# INSTRUCTIONS TO FOLLOW
Recast everything in the listing below, from the line containing "of the rock" down to the end, as a two-column CSV with the headers request and answer. Give one row per request, put each field in double quotes, and turn line breaks into spaces.

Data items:

>> START

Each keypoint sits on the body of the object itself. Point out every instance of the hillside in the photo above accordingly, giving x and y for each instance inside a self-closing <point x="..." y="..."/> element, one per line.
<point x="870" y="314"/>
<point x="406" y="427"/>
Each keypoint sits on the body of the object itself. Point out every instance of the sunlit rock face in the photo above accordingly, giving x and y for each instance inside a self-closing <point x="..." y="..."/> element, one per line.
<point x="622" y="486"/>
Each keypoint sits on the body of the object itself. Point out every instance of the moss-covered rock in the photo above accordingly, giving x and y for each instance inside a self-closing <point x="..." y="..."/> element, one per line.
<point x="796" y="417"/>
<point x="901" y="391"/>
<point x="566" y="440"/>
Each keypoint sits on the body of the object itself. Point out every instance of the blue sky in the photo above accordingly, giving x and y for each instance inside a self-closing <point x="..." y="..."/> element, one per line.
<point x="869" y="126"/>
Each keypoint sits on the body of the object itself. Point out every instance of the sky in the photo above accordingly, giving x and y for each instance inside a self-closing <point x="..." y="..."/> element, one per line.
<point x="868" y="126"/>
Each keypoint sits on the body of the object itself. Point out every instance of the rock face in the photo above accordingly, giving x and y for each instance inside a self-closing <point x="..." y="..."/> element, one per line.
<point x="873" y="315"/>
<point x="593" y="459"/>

>> END

# RESULT OF THIS EXERCISE
request,answer
"Each keypoint sits on the body of the object itself. Point out every instance of the rock face in the photo above accordingly, giving x and y for each instance inside a self-closing <point x=""..."" y=""...""/> element, one per line.","<point x=""873"" y=""315""/> <point x=""593"" y=""459""/>"